[Coordinate labeling data]
>> begin

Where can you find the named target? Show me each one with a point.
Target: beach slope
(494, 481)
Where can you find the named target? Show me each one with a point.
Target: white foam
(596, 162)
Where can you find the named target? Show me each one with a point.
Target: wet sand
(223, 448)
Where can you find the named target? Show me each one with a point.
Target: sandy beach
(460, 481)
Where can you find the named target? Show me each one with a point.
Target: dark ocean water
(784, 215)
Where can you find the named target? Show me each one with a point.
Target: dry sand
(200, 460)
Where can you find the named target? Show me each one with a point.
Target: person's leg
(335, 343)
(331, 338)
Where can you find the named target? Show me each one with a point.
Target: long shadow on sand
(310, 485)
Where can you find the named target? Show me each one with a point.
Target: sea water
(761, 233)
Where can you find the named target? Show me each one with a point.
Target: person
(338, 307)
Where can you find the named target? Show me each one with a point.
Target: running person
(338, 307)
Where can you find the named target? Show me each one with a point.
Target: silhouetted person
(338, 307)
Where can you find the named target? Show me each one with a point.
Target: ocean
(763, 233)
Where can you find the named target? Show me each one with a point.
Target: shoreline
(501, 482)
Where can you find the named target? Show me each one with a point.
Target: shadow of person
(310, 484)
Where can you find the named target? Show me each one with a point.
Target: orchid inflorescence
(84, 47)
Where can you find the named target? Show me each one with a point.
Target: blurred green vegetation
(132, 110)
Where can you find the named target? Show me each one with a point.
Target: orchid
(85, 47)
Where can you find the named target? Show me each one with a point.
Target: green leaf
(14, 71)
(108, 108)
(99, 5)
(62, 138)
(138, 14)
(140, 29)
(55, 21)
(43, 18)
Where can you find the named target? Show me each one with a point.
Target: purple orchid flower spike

>> end

(Instruction): Give back all the data exactly as written.

(Output for this task):
Where can you find the named target? Show me each one with a point.
Target: beach slope
(494, 481)
Where can you find the named target? Show me each one with a point.
Target: white foam
(596, 162)
Where can you find the named target? Show me each one with a point.
Target: wet sand
(223, 448)
Where can you find the named target? Show me each one with a point.
Target: sandy beach
(460, 481)
Where can you find the named target? Show me each one with a point.
Target: dark ocean water
(784, 215)
Where can you find the named target? Show me each one with a point.
Target: dry sand
(200, 460)
Where can you find the named target? Show me each one with a point.
Target: person's leg
(335, 343)
(331, 338)
Where can you find the named target? Show me each one with a point.
Target: long shadow on sand
(310, 485)
Where can you find the named target? Show me each one with a point.
Target: sea water
(761, 233)
Where can you find the named target? Show me each one with a point.
Target: person
(338, 307)
Where can you find the named target? Show me each one with a point.
Target: running person
(338, 307)
Where can you find the named target? Show me each one with a point.
Target: silhouetted person
(338, 307)
Where can you find the named target? Show me each one with a point.
Target: ocean
(763, 233)
Where can you find the named target? Show me each one with a point.
Target: shoreline
(501, 482)
Where can you find the named target? Show me each one with a point.
Target: shadow of person
(310, 484)
Where can you find the named target? Show me each one with a point.
Target: orchid inflorescence
(84, 47)
Where can you find the named target? Show me each one with a point.
Target: blurred green vegetation
(132, 110)
Where can you find the named target? Show me each one with a point.
Target: orchid
(85, 47)
Where can you find the named target? Show me each one with a point.
Target: green leaf
(14, 71)
(108, 108)
(99, 5)
(62, 138)
(138, 14)
(140, 29)
(55, 21)
(43, 18)
Where can you find the named target? Show me each one with a point.
Target: purple orchid flower spike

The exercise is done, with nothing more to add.